• BRIEF
Count the lines below that contain the string "trunk", treating uppercase and lowercase as different. Reply with the number alone.

##### MATERIAL #####

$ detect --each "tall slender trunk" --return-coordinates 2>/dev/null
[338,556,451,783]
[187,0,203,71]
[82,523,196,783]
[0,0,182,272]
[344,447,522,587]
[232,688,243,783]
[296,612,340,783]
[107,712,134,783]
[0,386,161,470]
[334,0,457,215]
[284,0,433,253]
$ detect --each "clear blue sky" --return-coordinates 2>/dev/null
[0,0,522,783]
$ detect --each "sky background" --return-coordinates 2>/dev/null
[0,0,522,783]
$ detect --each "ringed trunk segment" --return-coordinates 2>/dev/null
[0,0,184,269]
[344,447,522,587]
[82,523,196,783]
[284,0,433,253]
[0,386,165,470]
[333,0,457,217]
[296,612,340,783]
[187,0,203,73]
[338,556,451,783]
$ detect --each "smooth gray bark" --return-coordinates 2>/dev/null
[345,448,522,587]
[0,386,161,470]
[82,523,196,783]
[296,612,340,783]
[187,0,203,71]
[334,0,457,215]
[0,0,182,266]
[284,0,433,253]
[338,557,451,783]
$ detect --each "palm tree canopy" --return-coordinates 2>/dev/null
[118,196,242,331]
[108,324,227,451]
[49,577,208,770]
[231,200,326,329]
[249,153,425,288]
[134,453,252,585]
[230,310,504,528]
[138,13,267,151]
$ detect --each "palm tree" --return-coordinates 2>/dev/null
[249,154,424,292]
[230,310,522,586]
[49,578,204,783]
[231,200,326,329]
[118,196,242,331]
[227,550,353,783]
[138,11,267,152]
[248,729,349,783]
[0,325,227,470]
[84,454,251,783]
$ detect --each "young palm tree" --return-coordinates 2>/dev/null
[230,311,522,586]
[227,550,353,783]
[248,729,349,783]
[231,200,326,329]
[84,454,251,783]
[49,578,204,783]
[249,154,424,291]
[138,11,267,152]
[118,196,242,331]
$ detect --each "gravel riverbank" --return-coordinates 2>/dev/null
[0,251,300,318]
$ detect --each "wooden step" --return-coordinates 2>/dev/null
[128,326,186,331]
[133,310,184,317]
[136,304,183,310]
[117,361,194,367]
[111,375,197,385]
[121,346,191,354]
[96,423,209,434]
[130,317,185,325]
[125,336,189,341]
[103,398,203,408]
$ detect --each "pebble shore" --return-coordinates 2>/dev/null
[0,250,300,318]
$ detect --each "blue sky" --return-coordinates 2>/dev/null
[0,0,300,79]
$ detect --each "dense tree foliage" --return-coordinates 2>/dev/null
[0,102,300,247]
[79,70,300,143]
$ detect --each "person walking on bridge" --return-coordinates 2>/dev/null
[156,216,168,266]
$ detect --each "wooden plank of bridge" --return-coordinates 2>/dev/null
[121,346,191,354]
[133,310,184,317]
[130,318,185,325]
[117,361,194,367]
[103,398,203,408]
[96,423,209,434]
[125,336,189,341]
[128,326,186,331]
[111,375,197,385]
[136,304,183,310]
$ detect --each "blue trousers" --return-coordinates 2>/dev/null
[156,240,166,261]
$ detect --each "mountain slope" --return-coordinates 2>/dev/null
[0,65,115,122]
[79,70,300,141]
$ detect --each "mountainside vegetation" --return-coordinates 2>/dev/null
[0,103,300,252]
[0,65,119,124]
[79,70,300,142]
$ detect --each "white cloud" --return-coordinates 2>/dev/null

#####

• SOLUTION FOR THIS EXERCISE
2